*** Source text Section Begins ***
5 Ways to Recover from the Google Medic Update

On August 1, Google released another “broad core algorithm update.” Whenever Google updates their core algorithm, they are changing the search algorithm itself. Even the tiniest tweaks to the value and order of ranking factors could mean big shifts (sometimes up, sometimes down) to a website on the SERP (search engine results page).

In this latest core update, an overwhelming number of medical websites were affected, hence the name “Medic Update” given courtesy of Search Engine Land News Editor, Barry Schwartz. That being said, many other types of websites were also affected, including “Your Money or Your Life” (YMYL) websites.

Google Medic update

To see if your site was affected, view your current rankings and compare them to your rankings prior to August 1. Do you see a big shift? Is it a negative one? Not to worry! We have 5 methods you can act on right now to combat the update if your site was negatively impacted.

1. Take Google’s Advice – Create Great Content

In response to possible Medic Update fixes, Google was short on remedies. Instead, they underlined their broadline stance on improving the user experience and “building great content.” Pretty vague.
*** Source text Section Ends ***
*** Supplied entries Section Begins ***
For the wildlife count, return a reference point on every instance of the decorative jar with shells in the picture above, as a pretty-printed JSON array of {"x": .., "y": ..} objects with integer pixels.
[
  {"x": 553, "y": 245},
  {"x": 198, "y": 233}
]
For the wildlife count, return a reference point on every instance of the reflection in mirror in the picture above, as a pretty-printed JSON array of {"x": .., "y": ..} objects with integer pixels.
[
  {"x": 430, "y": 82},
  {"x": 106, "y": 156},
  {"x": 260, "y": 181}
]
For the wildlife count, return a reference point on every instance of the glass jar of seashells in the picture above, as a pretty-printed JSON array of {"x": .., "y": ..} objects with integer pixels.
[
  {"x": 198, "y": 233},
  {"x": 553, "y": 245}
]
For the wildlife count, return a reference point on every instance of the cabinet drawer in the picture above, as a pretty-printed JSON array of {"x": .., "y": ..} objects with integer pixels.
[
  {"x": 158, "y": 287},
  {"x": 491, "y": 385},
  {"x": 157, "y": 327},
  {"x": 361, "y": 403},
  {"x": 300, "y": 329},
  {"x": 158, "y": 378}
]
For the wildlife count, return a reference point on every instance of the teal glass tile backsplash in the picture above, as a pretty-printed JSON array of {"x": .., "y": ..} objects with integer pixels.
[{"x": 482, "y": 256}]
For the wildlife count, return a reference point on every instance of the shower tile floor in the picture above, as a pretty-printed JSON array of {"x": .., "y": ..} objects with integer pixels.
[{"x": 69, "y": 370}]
*** Supplied entries Section Ends ***
**Work instructions**
1/ In the Medic Update article, who gave the update its name?
2/ From the Medic Update article, give the passage between "To see if your" and "was negatively impacted.", inclusive, and substitute "positions" for "rankings" throughout.
3/ Please say whether each statement agrees with the Medic Update article, answering yes or no and quoting the deciding words.
(a) Google released the update on August 1.
(b) Only medical websites were affected by the update.
(c) Google offered detailed remedies for sites hit by the update.

**Task-by-task solutions**
1/ Search Engine Land News Editor Barry Schwartz.

2/
To see if your site was affected, view your current positions and compare them to your positions prior to August 1. Do you see a big shift? Is it a negative one? Not to worry! We have 5 methods you can act on right now to combat the update if your site was negatively impacted.

3/
(a) Yes: "On August 1, Google released another “broad core algorithm update.”"
(b) No: "many other types of websites were also affected, including “Your Money or Your Life” (YMYL) websites."
(c) No: "Google was short on remedies."